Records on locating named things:
__________

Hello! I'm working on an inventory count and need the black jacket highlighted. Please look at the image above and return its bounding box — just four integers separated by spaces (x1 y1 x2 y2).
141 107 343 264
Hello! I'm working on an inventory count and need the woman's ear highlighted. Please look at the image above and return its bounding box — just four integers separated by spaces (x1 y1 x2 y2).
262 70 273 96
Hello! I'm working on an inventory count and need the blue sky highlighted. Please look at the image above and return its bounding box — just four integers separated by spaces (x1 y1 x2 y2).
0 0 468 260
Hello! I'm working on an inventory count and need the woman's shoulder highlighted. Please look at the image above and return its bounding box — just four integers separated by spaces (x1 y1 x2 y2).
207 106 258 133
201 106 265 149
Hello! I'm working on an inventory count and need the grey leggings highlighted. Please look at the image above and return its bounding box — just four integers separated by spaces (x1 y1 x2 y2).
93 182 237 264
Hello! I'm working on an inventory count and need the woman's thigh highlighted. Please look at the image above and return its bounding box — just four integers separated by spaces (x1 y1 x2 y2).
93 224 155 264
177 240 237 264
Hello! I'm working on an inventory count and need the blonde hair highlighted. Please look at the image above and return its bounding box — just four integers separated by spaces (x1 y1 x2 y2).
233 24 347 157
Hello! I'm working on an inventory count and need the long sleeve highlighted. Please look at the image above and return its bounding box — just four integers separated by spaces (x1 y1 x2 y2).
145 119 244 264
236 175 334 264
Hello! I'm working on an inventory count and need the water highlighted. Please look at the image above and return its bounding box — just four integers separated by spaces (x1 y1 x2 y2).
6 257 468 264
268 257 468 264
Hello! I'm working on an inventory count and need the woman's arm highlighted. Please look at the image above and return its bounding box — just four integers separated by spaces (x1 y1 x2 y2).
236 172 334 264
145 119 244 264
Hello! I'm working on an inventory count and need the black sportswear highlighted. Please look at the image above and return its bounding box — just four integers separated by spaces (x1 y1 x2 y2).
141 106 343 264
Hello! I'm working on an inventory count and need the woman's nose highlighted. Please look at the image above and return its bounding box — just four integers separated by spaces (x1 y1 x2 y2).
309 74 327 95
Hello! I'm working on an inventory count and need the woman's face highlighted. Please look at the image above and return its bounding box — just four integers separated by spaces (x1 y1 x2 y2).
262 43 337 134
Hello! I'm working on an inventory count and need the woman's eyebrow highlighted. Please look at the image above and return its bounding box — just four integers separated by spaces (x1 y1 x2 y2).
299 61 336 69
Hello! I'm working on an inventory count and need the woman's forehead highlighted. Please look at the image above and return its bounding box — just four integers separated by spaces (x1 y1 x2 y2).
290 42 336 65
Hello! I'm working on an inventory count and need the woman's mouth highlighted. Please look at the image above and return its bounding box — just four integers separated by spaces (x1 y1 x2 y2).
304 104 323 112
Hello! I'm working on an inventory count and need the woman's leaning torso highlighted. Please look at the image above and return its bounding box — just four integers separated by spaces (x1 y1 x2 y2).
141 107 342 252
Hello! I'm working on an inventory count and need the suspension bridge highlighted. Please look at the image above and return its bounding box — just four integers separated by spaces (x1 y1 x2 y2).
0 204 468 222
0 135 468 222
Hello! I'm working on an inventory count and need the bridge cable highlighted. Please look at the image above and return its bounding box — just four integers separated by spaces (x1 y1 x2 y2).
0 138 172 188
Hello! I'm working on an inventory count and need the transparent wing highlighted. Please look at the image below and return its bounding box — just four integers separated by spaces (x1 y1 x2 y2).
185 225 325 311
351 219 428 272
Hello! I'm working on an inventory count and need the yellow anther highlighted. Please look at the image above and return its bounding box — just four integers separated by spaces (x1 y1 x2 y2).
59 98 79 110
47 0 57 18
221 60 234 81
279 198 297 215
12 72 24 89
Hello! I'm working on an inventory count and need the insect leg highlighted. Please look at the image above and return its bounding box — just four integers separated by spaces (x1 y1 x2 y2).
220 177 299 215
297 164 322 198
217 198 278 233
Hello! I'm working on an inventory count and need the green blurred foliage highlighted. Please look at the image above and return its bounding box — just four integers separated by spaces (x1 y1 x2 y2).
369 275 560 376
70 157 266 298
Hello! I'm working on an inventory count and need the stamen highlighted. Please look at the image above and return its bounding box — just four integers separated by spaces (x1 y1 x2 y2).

__________

- [PROBLEM REQUIREMENTS]: Rewrite the records from the line containing "need the transparent" through the line containing "12 72 24 89", inclusive, changing "yellow anther" to "orange anther" and leaving everything else as it is.

- [ANSWER TO THE EXERCISE]:
Hello! I'm working on an inventory count and need the transparent wing highlighted. Please look at the image below and return its bounding box — just four integers separated by spaces (x1 y1 x2 y2).
185 225 325 311
351 219 428 272
Hello! I'm working on an inventory count and need the orange anther highlighted. Please look at the image above and return its bounding box — just four integers separated by spaces (x1 y1 x2 y2).
59 98 79 110
47 0 57 18
221 60 234 81
279 198 297 215
12 72 24 89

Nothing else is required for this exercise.